"""
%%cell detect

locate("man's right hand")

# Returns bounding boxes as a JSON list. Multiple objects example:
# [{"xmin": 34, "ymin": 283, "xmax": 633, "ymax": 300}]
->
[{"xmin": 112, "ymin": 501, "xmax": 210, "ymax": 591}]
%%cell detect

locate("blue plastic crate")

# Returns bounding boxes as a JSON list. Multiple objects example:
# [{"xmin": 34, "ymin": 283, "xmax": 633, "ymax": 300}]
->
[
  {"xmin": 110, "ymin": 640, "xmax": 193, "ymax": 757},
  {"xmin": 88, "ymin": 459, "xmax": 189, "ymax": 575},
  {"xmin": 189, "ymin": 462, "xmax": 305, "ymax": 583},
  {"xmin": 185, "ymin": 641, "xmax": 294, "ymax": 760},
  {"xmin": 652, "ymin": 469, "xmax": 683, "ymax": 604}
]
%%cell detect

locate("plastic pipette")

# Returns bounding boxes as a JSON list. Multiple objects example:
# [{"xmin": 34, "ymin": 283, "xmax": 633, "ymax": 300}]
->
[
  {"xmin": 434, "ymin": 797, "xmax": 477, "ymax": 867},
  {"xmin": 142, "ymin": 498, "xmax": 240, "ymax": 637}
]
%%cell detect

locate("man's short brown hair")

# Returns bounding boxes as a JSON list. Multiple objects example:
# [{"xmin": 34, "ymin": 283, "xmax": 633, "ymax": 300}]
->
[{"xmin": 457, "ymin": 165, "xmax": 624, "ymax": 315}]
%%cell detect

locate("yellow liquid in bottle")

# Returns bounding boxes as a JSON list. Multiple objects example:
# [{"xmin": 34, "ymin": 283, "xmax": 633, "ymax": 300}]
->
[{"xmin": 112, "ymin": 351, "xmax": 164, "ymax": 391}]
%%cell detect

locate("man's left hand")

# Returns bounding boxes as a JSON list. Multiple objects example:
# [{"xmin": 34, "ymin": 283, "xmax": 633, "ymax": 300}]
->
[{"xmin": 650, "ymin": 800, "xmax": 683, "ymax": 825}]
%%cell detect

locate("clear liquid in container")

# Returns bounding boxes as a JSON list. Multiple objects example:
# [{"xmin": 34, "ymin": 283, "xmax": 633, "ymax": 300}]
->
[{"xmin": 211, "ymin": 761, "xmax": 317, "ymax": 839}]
"""
#### [Stated task]
List each line from the records above that contains the string "hand", treating uppercase and lowercase letters as different.

#### [Task solution]
locate("man's right hand")
locate("man's left hand")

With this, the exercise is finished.